• [Written problem] Pick out every line in the listing that contains the word "wooden", and copy each one.

- - - - -

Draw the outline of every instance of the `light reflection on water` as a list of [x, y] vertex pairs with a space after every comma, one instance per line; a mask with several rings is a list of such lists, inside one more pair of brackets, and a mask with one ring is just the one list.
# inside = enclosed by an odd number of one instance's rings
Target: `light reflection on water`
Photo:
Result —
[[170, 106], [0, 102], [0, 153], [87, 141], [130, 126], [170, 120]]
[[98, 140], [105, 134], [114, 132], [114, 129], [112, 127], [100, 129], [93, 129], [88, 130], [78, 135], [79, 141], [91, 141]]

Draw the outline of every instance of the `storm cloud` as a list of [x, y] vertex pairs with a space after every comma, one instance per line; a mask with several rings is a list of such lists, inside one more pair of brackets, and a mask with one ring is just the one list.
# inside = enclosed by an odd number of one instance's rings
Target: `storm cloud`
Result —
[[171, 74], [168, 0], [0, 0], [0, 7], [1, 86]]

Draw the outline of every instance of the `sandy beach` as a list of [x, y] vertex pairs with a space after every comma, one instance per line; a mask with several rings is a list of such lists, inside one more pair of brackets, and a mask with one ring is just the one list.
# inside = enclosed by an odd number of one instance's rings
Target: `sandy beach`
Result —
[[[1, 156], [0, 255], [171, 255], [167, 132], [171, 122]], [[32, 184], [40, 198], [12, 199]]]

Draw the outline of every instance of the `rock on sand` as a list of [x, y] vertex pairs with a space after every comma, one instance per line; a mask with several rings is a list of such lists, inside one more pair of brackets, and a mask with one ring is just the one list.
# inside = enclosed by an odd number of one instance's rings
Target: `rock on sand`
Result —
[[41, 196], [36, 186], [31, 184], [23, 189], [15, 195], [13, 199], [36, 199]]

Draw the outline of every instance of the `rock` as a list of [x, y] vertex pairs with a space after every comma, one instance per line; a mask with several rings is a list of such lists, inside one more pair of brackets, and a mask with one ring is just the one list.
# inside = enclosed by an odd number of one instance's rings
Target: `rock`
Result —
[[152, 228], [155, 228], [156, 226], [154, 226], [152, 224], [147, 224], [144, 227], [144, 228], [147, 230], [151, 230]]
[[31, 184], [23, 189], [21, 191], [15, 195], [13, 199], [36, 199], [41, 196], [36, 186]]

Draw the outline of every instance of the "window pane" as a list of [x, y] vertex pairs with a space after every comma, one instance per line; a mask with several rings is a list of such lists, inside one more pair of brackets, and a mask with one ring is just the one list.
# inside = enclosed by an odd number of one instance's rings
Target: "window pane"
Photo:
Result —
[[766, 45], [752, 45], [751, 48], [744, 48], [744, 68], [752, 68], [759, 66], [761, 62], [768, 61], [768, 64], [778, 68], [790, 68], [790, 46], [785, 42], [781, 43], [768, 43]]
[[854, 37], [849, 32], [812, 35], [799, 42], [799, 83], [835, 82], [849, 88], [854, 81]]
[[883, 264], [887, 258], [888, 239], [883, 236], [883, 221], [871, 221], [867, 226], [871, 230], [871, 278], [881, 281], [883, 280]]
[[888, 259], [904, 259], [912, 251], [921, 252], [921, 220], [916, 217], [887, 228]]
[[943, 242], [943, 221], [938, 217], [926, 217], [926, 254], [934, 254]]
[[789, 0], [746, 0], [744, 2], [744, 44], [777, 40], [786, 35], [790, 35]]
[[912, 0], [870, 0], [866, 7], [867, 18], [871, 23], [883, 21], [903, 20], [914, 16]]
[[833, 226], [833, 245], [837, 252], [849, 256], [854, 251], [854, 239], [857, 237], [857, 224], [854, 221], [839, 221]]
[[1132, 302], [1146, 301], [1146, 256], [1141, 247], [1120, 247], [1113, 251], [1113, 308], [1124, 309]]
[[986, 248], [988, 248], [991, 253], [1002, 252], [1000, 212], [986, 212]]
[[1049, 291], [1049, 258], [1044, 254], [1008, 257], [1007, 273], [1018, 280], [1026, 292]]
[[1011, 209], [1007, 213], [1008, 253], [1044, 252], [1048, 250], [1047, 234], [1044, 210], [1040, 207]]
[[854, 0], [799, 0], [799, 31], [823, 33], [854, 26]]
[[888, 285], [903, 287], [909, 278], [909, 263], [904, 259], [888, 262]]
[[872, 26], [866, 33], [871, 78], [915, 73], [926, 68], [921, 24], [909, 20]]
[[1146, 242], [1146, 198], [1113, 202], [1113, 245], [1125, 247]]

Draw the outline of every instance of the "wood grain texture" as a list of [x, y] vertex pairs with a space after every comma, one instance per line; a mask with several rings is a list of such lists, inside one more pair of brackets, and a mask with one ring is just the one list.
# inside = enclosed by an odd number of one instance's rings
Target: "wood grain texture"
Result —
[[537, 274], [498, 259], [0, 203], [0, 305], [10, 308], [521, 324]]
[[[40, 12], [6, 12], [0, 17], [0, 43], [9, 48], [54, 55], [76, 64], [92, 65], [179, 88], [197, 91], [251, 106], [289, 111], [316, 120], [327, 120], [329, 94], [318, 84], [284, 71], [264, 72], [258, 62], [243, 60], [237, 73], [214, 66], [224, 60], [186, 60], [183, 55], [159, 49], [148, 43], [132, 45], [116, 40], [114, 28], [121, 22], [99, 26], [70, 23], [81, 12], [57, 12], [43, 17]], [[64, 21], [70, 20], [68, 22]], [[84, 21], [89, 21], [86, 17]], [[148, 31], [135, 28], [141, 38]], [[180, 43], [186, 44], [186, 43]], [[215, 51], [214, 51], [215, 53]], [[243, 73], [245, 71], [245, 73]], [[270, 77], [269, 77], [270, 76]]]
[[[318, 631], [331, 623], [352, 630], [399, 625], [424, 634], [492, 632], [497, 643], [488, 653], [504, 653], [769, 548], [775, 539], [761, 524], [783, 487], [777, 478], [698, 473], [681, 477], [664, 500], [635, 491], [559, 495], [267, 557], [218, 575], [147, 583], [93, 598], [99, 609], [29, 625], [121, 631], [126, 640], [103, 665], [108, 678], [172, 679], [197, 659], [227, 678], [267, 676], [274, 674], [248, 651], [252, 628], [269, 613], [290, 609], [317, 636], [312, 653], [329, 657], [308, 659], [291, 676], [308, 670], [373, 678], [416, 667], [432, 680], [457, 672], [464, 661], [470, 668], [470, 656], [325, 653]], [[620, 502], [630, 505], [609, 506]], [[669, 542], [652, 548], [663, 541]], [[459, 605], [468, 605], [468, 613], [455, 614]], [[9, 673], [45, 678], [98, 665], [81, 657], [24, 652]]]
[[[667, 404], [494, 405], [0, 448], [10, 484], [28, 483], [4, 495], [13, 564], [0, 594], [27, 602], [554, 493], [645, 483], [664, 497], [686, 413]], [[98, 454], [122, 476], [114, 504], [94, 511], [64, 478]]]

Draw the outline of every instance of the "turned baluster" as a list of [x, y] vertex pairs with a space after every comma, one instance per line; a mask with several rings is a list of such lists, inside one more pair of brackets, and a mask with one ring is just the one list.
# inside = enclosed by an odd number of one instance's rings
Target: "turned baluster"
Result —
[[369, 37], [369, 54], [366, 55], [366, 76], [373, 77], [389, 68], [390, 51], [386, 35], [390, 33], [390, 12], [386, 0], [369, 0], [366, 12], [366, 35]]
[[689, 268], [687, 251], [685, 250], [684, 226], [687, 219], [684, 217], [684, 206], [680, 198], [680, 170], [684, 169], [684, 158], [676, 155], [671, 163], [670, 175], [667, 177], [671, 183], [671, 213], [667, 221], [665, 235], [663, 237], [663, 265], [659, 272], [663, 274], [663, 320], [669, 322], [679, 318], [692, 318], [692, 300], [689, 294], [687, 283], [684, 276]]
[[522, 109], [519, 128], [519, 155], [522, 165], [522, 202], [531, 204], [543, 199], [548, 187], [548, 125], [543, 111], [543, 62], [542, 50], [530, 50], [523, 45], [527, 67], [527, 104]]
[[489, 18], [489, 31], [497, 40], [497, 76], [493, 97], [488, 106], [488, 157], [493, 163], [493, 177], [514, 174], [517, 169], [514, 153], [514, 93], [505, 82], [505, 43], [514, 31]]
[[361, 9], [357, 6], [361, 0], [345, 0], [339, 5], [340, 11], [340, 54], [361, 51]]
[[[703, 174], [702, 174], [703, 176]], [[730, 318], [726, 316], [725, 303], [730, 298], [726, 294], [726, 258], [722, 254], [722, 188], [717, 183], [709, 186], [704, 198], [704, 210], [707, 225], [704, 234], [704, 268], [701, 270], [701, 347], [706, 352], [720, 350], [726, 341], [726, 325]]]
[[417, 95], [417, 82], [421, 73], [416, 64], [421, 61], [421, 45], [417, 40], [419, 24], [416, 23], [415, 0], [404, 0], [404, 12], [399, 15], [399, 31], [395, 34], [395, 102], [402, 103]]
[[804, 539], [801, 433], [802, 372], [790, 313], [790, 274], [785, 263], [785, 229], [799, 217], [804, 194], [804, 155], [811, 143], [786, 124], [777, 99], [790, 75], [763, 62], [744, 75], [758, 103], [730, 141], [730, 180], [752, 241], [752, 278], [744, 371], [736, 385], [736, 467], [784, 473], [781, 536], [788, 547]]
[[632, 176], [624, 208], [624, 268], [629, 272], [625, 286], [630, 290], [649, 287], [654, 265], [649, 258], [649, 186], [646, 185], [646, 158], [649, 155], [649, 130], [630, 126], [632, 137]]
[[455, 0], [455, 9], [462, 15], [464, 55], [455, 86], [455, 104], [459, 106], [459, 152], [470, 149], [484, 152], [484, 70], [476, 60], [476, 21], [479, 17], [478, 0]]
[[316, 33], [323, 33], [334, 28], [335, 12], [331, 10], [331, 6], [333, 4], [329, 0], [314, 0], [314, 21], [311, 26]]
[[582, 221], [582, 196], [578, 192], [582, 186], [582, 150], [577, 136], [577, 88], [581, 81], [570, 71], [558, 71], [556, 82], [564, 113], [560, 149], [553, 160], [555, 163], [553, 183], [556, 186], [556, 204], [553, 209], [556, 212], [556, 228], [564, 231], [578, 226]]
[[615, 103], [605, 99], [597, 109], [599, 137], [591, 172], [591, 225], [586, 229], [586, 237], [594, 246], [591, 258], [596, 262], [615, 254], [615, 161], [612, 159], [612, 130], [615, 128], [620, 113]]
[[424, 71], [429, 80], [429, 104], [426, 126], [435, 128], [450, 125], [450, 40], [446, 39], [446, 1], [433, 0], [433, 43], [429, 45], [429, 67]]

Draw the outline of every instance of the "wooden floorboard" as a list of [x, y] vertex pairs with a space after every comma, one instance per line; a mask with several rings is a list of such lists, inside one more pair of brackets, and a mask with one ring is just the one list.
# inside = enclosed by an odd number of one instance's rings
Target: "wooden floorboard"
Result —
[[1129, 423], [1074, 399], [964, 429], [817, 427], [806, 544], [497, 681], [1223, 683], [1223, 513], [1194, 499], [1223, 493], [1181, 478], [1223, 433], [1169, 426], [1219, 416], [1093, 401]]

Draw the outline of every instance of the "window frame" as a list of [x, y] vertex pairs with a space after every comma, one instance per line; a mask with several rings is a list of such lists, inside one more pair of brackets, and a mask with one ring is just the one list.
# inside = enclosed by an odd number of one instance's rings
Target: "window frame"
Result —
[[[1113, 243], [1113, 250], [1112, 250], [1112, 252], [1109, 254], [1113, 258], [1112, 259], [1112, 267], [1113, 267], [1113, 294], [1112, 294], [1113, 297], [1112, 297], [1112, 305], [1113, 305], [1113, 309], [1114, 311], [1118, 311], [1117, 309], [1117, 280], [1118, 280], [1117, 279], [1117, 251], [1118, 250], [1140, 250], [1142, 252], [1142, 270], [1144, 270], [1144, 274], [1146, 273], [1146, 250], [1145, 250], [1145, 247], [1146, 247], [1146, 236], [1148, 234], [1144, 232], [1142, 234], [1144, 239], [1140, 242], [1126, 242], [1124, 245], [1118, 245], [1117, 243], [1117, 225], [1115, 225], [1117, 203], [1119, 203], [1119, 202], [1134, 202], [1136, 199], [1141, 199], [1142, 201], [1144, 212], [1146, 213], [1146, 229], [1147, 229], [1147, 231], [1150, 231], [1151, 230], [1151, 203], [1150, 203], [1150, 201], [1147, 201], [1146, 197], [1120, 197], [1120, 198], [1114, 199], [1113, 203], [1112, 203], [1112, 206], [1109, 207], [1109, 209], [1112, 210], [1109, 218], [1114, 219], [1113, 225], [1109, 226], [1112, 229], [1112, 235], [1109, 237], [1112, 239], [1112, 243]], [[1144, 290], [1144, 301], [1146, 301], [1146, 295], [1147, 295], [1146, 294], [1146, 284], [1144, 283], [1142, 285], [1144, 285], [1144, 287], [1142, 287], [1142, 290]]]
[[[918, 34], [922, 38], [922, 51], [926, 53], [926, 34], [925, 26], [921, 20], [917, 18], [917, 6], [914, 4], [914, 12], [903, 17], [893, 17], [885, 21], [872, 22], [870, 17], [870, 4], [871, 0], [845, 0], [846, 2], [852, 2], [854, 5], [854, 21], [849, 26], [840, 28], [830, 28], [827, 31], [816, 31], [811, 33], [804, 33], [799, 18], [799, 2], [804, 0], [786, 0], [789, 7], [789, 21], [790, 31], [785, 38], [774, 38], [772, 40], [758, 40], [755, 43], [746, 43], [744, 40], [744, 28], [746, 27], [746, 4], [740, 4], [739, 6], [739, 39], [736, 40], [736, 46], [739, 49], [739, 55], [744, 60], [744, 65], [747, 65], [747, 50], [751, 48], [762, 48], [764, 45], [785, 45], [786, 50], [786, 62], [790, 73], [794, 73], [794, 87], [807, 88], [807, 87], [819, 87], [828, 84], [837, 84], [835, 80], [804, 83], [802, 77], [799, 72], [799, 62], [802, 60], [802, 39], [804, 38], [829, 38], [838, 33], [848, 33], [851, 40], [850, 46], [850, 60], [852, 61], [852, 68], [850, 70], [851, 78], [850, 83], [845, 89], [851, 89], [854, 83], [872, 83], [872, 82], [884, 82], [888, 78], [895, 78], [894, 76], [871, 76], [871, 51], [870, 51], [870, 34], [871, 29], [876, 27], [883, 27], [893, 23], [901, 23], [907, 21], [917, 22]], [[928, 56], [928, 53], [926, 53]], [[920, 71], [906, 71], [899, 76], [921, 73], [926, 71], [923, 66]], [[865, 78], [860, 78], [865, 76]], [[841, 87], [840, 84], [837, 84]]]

- - - - -

• [Right answer]
Draw the outline of every instance of the "wooden floorboard" as a list of [x, y] vertex pairs with a space after every comma, one instance per line; a mask with several rings is a list of such lists, inside one more pair of brackets, and a mask with one ring is just the one list.
Target: "wooden floorboard"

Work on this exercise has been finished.